* _WHAT IS ASKED_
Present each line of the rows below as a numbered list, leaving out the blank lines. Keep the pictures out of your answer.

--- start DATASET EXCERPTS ---

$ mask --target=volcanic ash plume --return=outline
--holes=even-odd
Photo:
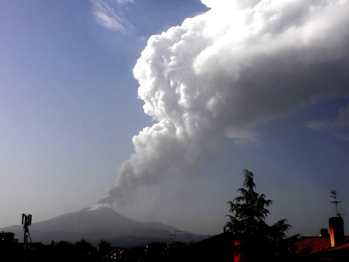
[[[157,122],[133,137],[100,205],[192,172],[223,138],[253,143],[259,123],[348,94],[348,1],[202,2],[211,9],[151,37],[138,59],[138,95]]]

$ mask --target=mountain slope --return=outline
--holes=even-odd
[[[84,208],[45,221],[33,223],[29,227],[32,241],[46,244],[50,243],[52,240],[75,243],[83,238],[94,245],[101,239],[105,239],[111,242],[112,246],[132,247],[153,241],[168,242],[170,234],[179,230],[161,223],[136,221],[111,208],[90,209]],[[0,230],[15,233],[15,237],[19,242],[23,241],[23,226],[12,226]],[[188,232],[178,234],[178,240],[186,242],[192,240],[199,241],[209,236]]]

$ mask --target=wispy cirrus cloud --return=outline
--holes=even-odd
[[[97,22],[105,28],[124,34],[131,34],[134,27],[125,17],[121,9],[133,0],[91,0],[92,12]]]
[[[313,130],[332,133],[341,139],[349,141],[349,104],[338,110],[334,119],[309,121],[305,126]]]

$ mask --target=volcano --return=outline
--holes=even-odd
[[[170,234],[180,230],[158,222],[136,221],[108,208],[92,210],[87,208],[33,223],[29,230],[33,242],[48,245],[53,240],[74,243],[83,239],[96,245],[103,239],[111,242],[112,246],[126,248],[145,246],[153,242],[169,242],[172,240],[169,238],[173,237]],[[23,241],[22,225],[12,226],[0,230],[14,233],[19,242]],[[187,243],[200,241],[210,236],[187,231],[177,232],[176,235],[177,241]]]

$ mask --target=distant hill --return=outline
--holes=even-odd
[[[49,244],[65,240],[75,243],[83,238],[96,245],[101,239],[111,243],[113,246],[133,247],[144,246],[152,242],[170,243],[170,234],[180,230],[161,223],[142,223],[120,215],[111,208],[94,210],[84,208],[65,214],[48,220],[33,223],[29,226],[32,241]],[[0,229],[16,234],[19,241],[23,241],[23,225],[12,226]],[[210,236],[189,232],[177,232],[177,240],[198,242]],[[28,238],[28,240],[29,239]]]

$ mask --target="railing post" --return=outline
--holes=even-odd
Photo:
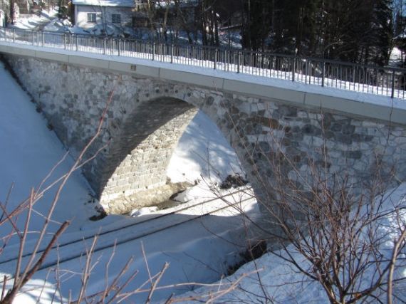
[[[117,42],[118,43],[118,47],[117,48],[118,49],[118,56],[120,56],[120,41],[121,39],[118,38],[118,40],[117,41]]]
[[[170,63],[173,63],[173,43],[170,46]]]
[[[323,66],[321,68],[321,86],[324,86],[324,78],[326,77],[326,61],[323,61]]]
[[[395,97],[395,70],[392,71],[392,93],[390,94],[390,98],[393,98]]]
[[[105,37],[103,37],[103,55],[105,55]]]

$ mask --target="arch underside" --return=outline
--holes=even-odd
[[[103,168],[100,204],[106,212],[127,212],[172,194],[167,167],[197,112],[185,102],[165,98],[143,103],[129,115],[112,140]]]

--- end DATASET EXCERPTS ---

* _PROBLEM SOLUTION_
1. $ mask --target=volcanic ash plume --return=outline
2. --holes=even-odd
3. Photo:
4. [[[157,122],[133,137],[100,205],[192,172],[223,138],[253,143],[259,123],[348,94],[348,1],[202,2],[211,9],[151,37],[138,59],[138,95]]]
5. $ mask --target=mountain slope --return=outline
6. --holes=even-odd
7. [[[84,208],[45,221],[33,223],[29,227],[32,241],[46,244],[50,243],[52,240],[75,243],[83,238],[94,245],[101,239],[105,239],[111,242],[112,246],[132,247],[153,241],[168,242],[170,234],[179,230],[161,223],[136,221],[111,208],[90,209]],[[0,230],[15,233],[15,237],[19,242],[23,241],[23,226],[12,226]],[[188,232],[178,234],[178,240],[186,242],[192,240],[199,241],[209,236]]]
8. $ mask --target=wispy cirrus cloud --return=outline
9. --holes=even-odd
10. [[[97,22],[105,28],[124,34],[131,34],[134,27],[125,17],[121,9],[133,0],[91,0],[92,12]]]
11. [[[313,130],[332,133],[341,139],[349,141],[349,104],[338,110],[334,119],[309,121],[305,126]]]
12. $ mask --target=volcano --return=outline
13. --holes=even-odd
14. [[[170,234],[180,230],[158,222],[136,221],[108,208],[92,210],[87,208],[33,223],[29,230],[33,242],[48,245],[53,240],[74,243],[83,239],[96,245],[103,239],[111,242],[112,246],[126,248],[145,246],[153,242],[169,242],[172,240],[169,238],[173,237]],[[23,241],[22,225],[12,226],[0,230],[14,233],[19,242]],[[187,243],[200,241],[210,236],[187,231],[177,232],[176,235],[177,241]]]
15. $ mask --target=distant hill --return=outline
16. --holes=even-odd
17. [[[49,244],[65,240],[75,243],[83,238],[96,245],[101,239],[111,243],[113,246],[133,247],[144,246],[152,242],[170,243],[170,234],[180,230],[161,223],[142,223],[120,215],[111,208],[94,210],[84,208],[65,214],[48,220],[33,223],[29,226],[32,241]],[[0,229],[16,234],[19,241],[23,241],[23,225],[12,226]],[[210,236],[189,232],[177,232],[177,240],[198,242]],[[28,238],[28,240],[29,239]]]
18. $ mask --target="railing post" --return=outline
19. --holes=even-odd
20. Photo:
21. [[[117,42],[118,43],[118,47],[117,48],[118,49],[118,56],[120,56],[120,41],[121,39],[118,38],[118,40],[117,41]]]
22. [[[170,63],[173,63],[173,43],[170,46]]]
23. [[[323,66],[321,68],[321,86],[324,86],[324,78],[326,77],[326,61],[323,61]]]
24. [[[395,97],[395,70],[392,71],[392,93],[390,94],[390,98],[393,98]]]
25. [[[105,37],[103,37],[103,55],[105,55]]]
26. $ mask --target="arch underside" --return=outline
27. --holes=even-odd
28. [[[103,168],[100,204],[106,212],[127,212],[172,194],[167,167],[197,112],[185,102],[165,98],[143,103],[129,115],[112,140]]]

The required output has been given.